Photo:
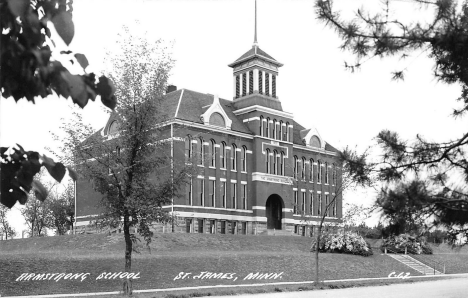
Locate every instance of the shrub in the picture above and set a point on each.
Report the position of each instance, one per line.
(347, 242)
(414, 245)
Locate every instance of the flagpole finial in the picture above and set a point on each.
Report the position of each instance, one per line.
(255, 35)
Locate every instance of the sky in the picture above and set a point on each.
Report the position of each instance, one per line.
(204, 36)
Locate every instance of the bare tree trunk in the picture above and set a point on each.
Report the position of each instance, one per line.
(127, 285)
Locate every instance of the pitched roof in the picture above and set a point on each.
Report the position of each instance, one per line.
(193, 104)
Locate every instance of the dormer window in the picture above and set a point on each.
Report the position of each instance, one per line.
(315, 142)
(217, 119)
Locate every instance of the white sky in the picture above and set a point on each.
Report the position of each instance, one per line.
(347, 109)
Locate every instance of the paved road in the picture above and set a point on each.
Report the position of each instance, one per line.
(447, 288)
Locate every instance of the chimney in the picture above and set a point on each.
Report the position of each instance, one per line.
(171, 88)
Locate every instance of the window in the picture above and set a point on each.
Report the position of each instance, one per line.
(261, 126)
(217, 119)
(319, 172)
(281, 131)
(188, 148)
(282, 163)
(334, 174)
(213, 193)
(244, 196)
(190, 192)
(273, 85)
(296, 166)
(202, 152)
(267, 84)
(268, 128)
(234, 157)
(303, 202)
(202, 191)
(315, 142)
(275, 164)
(251, 82)
(237, 86)
(260, 82)
(319, 203)
(234, 195)
(311, 207)
(222, 155)
(244, 159)
(326, 173)
(273, 134)
(311, 170)
(327, 203)
(244, 84)
(267, 161)
(295, 202)
(213, 153)
(303, 169)
(223, 194)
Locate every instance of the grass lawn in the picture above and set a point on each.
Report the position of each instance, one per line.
(174, 253)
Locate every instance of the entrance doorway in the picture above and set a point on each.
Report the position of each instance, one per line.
(274, 212)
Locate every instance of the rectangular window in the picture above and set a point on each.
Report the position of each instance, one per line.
(223, 194)
(202, 191)
(213, 193)
(244, 196)
(234, 195)
(303, 202)
(295, 202)
(319, 203)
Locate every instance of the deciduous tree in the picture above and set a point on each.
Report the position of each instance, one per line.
(28, 71)
(444, 37)
(131, 165)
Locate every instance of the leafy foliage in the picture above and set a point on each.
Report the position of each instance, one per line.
(348, 242)
(5, 227)
(28, 71)
(406, 242)
(445, 38)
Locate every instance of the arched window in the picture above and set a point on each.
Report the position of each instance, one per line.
(217, 119)
(244, 159)
(319, 172)
(213, 153)
(261, 126)
(326, 173)
(315, 142)
(275, 164)
(234, 157)
(222, 155)
(268, 128)
(273, 134)
(303, 169)
(311, 170)
(201, 152)
(267, 161)
(114, 127)
(296, 165)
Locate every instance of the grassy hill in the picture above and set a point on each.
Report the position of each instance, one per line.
(171, 254)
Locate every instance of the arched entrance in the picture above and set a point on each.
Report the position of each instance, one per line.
(274, 212)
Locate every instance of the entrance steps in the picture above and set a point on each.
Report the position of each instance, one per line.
(415, 264)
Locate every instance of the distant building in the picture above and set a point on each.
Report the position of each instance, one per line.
(265, 172)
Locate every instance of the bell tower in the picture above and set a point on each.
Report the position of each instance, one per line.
(255, 77)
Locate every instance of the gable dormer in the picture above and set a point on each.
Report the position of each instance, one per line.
(215, 115)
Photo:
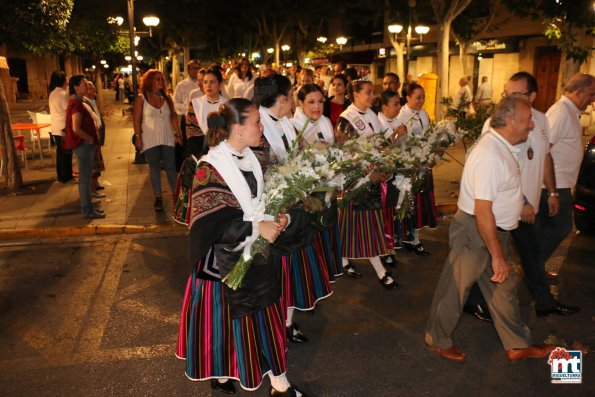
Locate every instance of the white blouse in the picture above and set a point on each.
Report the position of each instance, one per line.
(156, 126)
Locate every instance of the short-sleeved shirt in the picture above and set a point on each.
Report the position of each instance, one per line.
(565, 136)
(492, 173)
(532, 170)
(75, 105)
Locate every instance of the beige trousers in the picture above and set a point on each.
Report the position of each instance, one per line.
(468, 262)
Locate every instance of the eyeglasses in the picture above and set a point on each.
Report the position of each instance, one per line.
(504, 94)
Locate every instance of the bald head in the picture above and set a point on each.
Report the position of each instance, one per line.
(581, 90)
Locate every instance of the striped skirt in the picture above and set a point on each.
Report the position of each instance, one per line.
(305, 279)
(181, 206)
(362, 233)
(327, 244)
(216, 346)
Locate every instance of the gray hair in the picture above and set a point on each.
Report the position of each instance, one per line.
(578, 82)
(507, 107)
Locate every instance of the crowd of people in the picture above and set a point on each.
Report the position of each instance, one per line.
(218, 134)
(241, 135)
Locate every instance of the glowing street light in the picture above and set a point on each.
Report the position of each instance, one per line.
(395, 28)
(341, 41)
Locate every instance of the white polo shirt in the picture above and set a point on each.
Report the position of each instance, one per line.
(492, 173)
(532, 170)
(565, 136)
(182, 95)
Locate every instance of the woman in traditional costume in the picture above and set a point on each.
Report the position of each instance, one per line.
(361, 224)
(319, 129)
(226, 334)
(417, 122)
(306, 279)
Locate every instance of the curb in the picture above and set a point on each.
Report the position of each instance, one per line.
(21, 233)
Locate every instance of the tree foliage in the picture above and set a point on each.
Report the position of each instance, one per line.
(564, 21)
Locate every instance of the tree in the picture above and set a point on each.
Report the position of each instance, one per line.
(571, 24)
(470, 25)
(445, 11)
(28, 24)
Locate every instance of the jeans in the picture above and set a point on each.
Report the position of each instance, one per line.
(63, 161)
(554, 229)
(156, 157)
(85, 156)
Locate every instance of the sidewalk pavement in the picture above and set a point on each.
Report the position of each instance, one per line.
(55, 212)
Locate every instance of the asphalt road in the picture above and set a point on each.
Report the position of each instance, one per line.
(100, 318)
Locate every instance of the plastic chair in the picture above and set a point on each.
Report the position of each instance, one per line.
(19, 145)
(44, 133)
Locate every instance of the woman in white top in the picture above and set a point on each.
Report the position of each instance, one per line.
(320, 129)
(200, 107)
(156, 129)
(424, 214)
(58, 102)
(240, 80)
(390, 107)
(362, 223)
(311, 104)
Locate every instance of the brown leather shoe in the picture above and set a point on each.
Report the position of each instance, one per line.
(452, 353)
(535, 351)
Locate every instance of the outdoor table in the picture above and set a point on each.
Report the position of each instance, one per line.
(29, 127)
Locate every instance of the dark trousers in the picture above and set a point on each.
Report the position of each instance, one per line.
(63, 161)
(526, 238)
(181, 148)
(554, 229)
(527, 241)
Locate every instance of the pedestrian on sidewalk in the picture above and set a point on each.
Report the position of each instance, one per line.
(489, 208)
(156, 129)
(58, 102)
(82, 137)
(417, 121)
(98, 164)
(241, 331)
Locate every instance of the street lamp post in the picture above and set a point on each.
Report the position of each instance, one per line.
(150, 22)
(394, 30)
(131, 32)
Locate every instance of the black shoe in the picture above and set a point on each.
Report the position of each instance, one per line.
(158, 204)
(417, 248)
(559, 309)
(388, 284)
(225, 387)
(350, 272)
(95, 215)
(294, 335)
(290, 392)
(388, 260)
(479, 311)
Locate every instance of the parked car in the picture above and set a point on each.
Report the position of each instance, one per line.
(584, 194)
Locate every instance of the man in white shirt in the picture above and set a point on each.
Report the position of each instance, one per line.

- - -

■ TASK REQUIREMENTS ■
Omit the pictures and reproduce the listing exactly.

■ THE RESULT ■
Photo:
Locate every instance of the shrub in the picture above and set a point on each.
Report the position of each instance, one per line.
(347, 242)
(414, 245)
Locate every instance of the flagpole finial in the picture above and set a point on each.
Report the position of each instance, one per line.
(255, 35)
Locate every instance of the sky in the picture above and set a point on each.
Report the position of each instance, one per line.
(204, 36)
Locate every instance of the bare tree trunk in the picture above and set a point on each.
Report the position of each instance, one per line.
(127, 285)
Locate every instance of the pitched roof in the picture above and set a point on each.
Report the position of each instance, one per line.
(193, 104)
Locate every instance of the dormer window in the picture above and set a point on each.
Report the position of each instance, one per line.
(315, 142)
(217, 119)
Locate every instance of the white sky in the picture above and set a point on each.
Report the position of each instance, one per line.
(347, 109)
Locate every instance of the paved road in the picture above and set a point on each.
Report the position of each instance, one per line.
(447, 288)
Locate every instance of the chimney in the picture above and set a point on each.
Report the position of each instance, one per line.
(171, 88)
Locate every instance of the window in the picture above and set a point on each.
Report the position of each instance, one per line.
(261, 126)
(217, 119)
(319, 172)
(281, 131)
(188, 148)
(282, 163)
(334, 174)
(213, 193)
(244, 196)
(190, 192)
(273, 85)
(296, 166)
(202, 152)
(267, 84)
(268, 128)
(234, 157)
(303, 202)
(202, 191)
(315, 142)
(275, 164)
(251, 82)
(237, 86)
(260, 82)
(319, 203)
(234, 195)
(311, 207)
(222, 155)
(244, 159)
(326, 173)
(273, 134)
(311, 170)
(327, 203)
(244, 84)
(267, 161)
(295, 202)
(213, 153)
(303, 169)
(223, 194)
Locate every instance of the grass lawn in the picture above and set a point on each.
Report the position of each instance, one per line.
(174, 253)
Locate every instance of the entrance doorway in the picture above and set a point on each.
Report the position of each instance, one per line.
(274, 212)
Locate every instance of the rectangular window in the picture above and set a point on each.
Report the position of each instance, one per line.
(223, 194)
(202, 191)
(213, 193)
(244, 196)
(234, 195)
(303, 202)
(295, 202)
(319, 203)
Locate every instance of the deciduous tree in the picture above and set a point on each.
Report the position of each instance, one per line.
(28, 71)
(444, 37)
(131, 165)
Locate every instance of the leafy foliage in the picture above and set a point on each.
Report the position of each instance, one per line.
(348, 242)
(5, 227)
(28, 71)
(406, 242)
(445, 38)
Locate every instance of the arched window in the picture above and set a point on each.
Report the position of each instance, one per line.
(217, 119)
(244, 159)
(319, 172)
(213, 153)
(261, 126)
(326, 173)
(315, 142)
(275, 164)
(234, 157)
(222, 155)
(268, 128)
(273, 134)
(303, 169)
(311, 170)
(201, 152)
(267, 161)
(114, 127)
(296, 165)
Locate every instance of the grassy hill in the picture above and set a point on each.
Report the position of each instance, one per line.
(171, 254)
Locate every instance of the arched entrance in the picture above and set a point on each.
Report the position of each instance, one per line.
(274, 212)
Locate every instance of the entrance steps in the picture above and set a point on each.
Report the position of each instance, one per line.
(415, 264)
Locate every instance of the distant building in the picture above and set a point on each.
Report the position of each instance, one per line.
(265, 172)
Locate every instance of the bell tower in the picture above and set a point on each.
Report the position of each instance, one per line.
(255, 77)
Locate every instance of the gable dormer in the picture above and set a point on each.
Report the position of each instance, one per line.
(215, 115)
Photo:
Locate every instance of the white blouse in the picture above and set a point on each.
Report the position of each instance, one per line.
(156, 126)
Locate every instance of the short-sleeved shirt in the picture above and set a point on each.
Report the position of each instance, one per line.
(565, 136)
(492, 173)
(532, 170)
(75, 105)
Locate every instance of the beige trousers in the picture above and set a point on each.
Report the position of each instance, one per line.
(468, 262)
Locate every instance of the eyeglasses in the picture above and set a point on each.
Report the position of each instance, one per line.
(504, 94)
Locate every instance of the bald head in the picture above and set a point on each.
Report the position of each instance, one per line.
(581, 90)
Locate every instance of the striped skirt in the picture above and set a point on each.
Report the position of each instance, one per line.
(305, 279)
(181, 206)
(362, 233)
(327, 244)
(216, 346)
Locate every instance of the gray hair in the picture above and set a point on each.
Report the position of each instance, one per line.
(578, 82)
(507, 107)
Locate every instance of the crowd of people in the picture above and set a point on each.
Report the position of each instance, one per line.
(218, 134)
(241, 135)
Locate every instance of the glowing street light in the picture above and set a point on each.
Report the position of each instance, one per line.
(395, 28)
(341, 41)
Locate every instance of the white polo shirt in the picture above and set a point on each.
Report the position of each instance, one per line.
(492, 173)
(532, 170)
(565, 136)
(182, 95)
Locate every instance of the woman in traditional costume in the picture above and set a point on each.
Report the position of each instance, one per line.
(361, 224)
(319, 129)
(226, 334)
(417, 122)
(306, 279)
Locate every instance of the curb in the picture above and set a point on each.
Report the position of each instance, one per line.
(21, 233)
Locate every instance of the tree foliage in the picture above and set a point on each.
Report the position of each instance, one per line.
(564, 21)
Locate every instance of the tree in the picture above and set a point on each.
Report the position of each instance, one per line.
(571, 24)
(470, 25)
(445, 11)
(28, 24)
Locate every instance of the jeans in the picture above and set a point on each.
Report the position of each instance, one per line.
(63, 161)
(554, 229)
(156, 157)
(85, 156)
Locate every instance of the sidewalk pavement in the picture above and set a point on each.
Report the position of each instance, one per line.
(55, 212)
Locate every instance of the asphalt road in the picture above and set a point on each.
Report the position of each instance, one per line.
(100, 318)
Locate every instance of the plastic chair in the picture above and set a point on each.
Report the position of each instance, one per line.
(19, 145)
(44, 133)
Locate every instance of the woman in white top in the picture above and set a point on each.
Report the position of each instance, one per line.
(320, 129)
(200, 107)
(156, 129)
(424, 214)
(58, 102)
(240, 80)
(390, 107)
(362, 223)
(311, 104)
Locate every instance of the brown leather shoe in the picture above and set a point on each.
Report the position of each instance, one per line.
(452, 353)
(535, 351)
Locate every instance of the outdoor table in the picture above and set a point on each.
Report the position of each instance, one per line.
(29, 127)
Locate every instance of the dark trousers in the picture above and set a point on each.
Report the position of each instance, one per line.
(63, 161)
(526, 238)
(181, 148)
(554, 229)
(527, 241)
Locate every instance of the pedestrian on sidewalk in the picture above and set a point on each.
Report the position of each instance, one per line.
(489, 208)
(156, 129)
(58, 102)
(82, 137)
(417, 121)
(98, 164)
(241, 331)
Locate every instance of the street lamp post in the picture above and set a point on each.
Report the position of each instance, one per line.
(150, 22)
(394, 30)
(131, 32)
Locate every instance of the black shoe in the picture above and set a point on each.
Report the position of each instance, one per line.
(158, 204)
(417, 248)
(559, 309)
(388, 284)
(225, 387)
(350, 272)
(95, 215)
(294, 335)
(290, 392)
(388, 260)
(479, 311)
Locate every instance of the parked car in the picture above and set a point on each.
Report the position of each instance, one per line.
(584, 194)
Locate every instance of the man in white shirt in the picture above and set a point on each.
Report the position of each instance, one per line.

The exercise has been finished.